[Text to read]
=-=-=

All in all, you can use ANY model to make an underpainting, who's to judge? You can use detailed underpaintings like the ones Dreamshaper produces, if you like. After you make refining denoise passes, original image will likely be unrecognizable.
Simply put, it's just a 2-step image generation, that makes it impossible for filthy hobbits to replicate your precious pictures!
(Just don't use same model twice, that's dumb)
The Refining Model
Now that we have the underpaintings, it's time to (maybe) turn them into something pretty!
First of all, find a good coherent versatile model. This might not be trivial, if you only generate casually.
What you're looking for, is a model that can do abstract imagery, variety of styles, variety of subjects (animate or inanimate), backgrounds and makes it all look good on top of that (you will want those hands to work at least half the time).
Models that have only photo portraits of pretty women in their previews are a hard sell.
A few personal observations that may or may not be true:
Anime models from Anything and OrangeMix linage are often a sure bet, as they understand abstract very well, and compose figures quickly in plenty of poses and action scenes.
2.5D models are a hit/miss. You will have to test. I personally, subdivide them into 'western 2.5D' - based off of photorealism and traditional fantasy, 'eastern 2.5D' - bigger eyes and more cartoony looking. There's a spectrum of mixes of either type, but in general, 'eastern 2.5D' works better with abstraction, because them all had anime models mixed in somewhere very far down the line of ancestry.
Models that do only single style - strict Niji models for example - while a part of 'eastern 2.5D', are generally a weak choice. They will generate pictures at very high denoise, and will mostly be static and uninspiring.
Don't dis photorealism models. Even though, a lot of them default to photos, some are based off of versatile all-around models that can do many styles and mediums.
It's a guessing game. Some models might look attractive and crisp on the surface, but are shallow and uncreative underneath. You won't know until you try and run a vague underpainting through a model.

=-=-=

[Record excerpts]

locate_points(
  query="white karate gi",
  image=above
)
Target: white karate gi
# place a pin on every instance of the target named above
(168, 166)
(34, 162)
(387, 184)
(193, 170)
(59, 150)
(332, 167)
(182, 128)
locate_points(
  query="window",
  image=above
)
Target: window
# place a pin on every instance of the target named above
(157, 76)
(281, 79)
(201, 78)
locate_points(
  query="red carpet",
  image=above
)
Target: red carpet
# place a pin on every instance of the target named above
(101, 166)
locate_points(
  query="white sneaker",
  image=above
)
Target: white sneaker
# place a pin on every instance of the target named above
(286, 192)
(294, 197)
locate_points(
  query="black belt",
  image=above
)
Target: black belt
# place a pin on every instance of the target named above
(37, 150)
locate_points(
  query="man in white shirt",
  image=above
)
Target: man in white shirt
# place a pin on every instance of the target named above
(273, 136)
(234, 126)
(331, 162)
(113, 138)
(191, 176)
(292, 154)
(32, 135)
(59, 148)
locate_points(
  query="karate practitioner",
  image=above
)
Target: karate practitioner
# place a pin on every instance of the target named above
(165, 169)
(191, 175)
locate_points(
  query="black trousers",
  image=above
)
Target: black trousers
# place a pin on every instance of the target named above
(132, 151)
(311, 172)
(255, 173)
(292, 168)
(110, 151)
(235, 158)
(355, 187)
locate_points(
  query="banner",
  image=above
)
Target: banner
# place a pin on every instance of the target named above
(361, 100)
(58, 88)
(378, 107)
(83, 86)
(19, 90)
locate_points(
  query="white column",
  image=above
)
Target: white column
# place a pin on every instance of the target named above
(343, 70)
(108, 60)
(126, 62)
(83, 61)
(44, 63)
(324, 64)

=-=-=

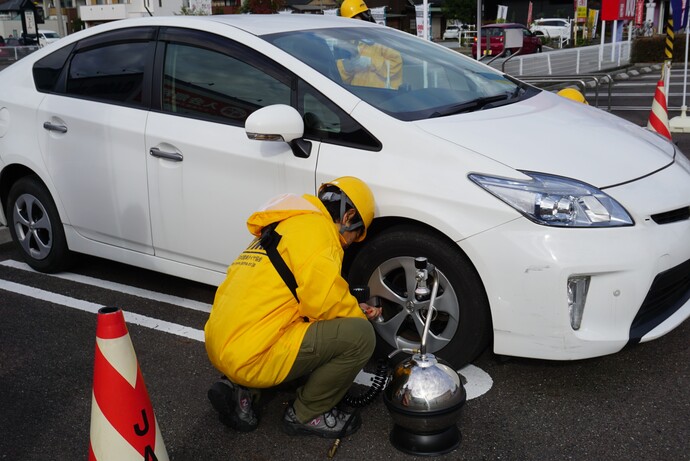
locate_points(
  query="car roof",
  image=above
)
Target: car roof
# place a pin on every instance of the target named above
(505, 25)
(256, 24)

=-=-=

Carry on the guide about choosing a refining model for underpaintings, starting right after its last sentence.

[Exercise response]
Open img2img tab of your Automatic1111 or unravel your img2img meatcube spaghetti in ComfyUI.
Choose a 'converging' sampler (this is not conventional naming, btw) - the kind of sampler that eventually lands on a single definitive result. I use DPM++ 2M Karras.
30 Steps is my pick.
As mentioned in part 1 of this article, my favorite go-to refining model is Airfuck's Wild Mix. Here are a few examples of denoising the 'flowers' underpainting we made earlier at 0.4 and 0.5 value (no negative, and only 'guy' in positive prompt).
As you can see diffusion process takes the latent in wildly (HA!) different directions each time, all thanks to our custom crafted abstract latent!
It won't work every time. Denoise in batches and pick the ones that are going somewhere meaningful (if at all).
At this point, if you made something you like, you can grab it as a new underpainting and continue from there with a new Random Seed!
Or you can add a strong Negative Prompt (with Negative Embeddings and all) and run img2img this way. Oh the posibilities! Here are some results with a couple of good negatives at denoising 0.5.
Details are still muddy with a lot of garbage all over.
Next step is Latent Upscale. I (and most people) use Ultimate SD Upscale Script (in Automatic1111).
Lower denoising even further - 0.25-0.35 range.
Protip: Watch out with tiled upscale, as your prompt will get applied to every tile! At higher denoising it will generate a lot of garbage.
Finally, whatever weirdness or blurriness is still there after the upscale (most of the time, hands and faces), can be re-generated with Inpainting as many times as needed.
Editorial Note: I made a mistake and suggested to Inpaint after upscaling. It is possible, yes, but much easier to do before upscaling. At least for hands, feet and whatever-else-body-parts. Try to land on believable looking anatomy before upscaling. If not because it will take less time to inpaint smaller image, then because your model might struggle to inpaint coherently at higher resolution (since, majority were trained on 512x512 images). Face, on the other hand, you'll probably want to go over before and after upscaling, a lot of the time.
There're many ways to go about this process, by denoising multiple times and at varied strengths, using different negatives, adding positive prompt keywords or even using Loras.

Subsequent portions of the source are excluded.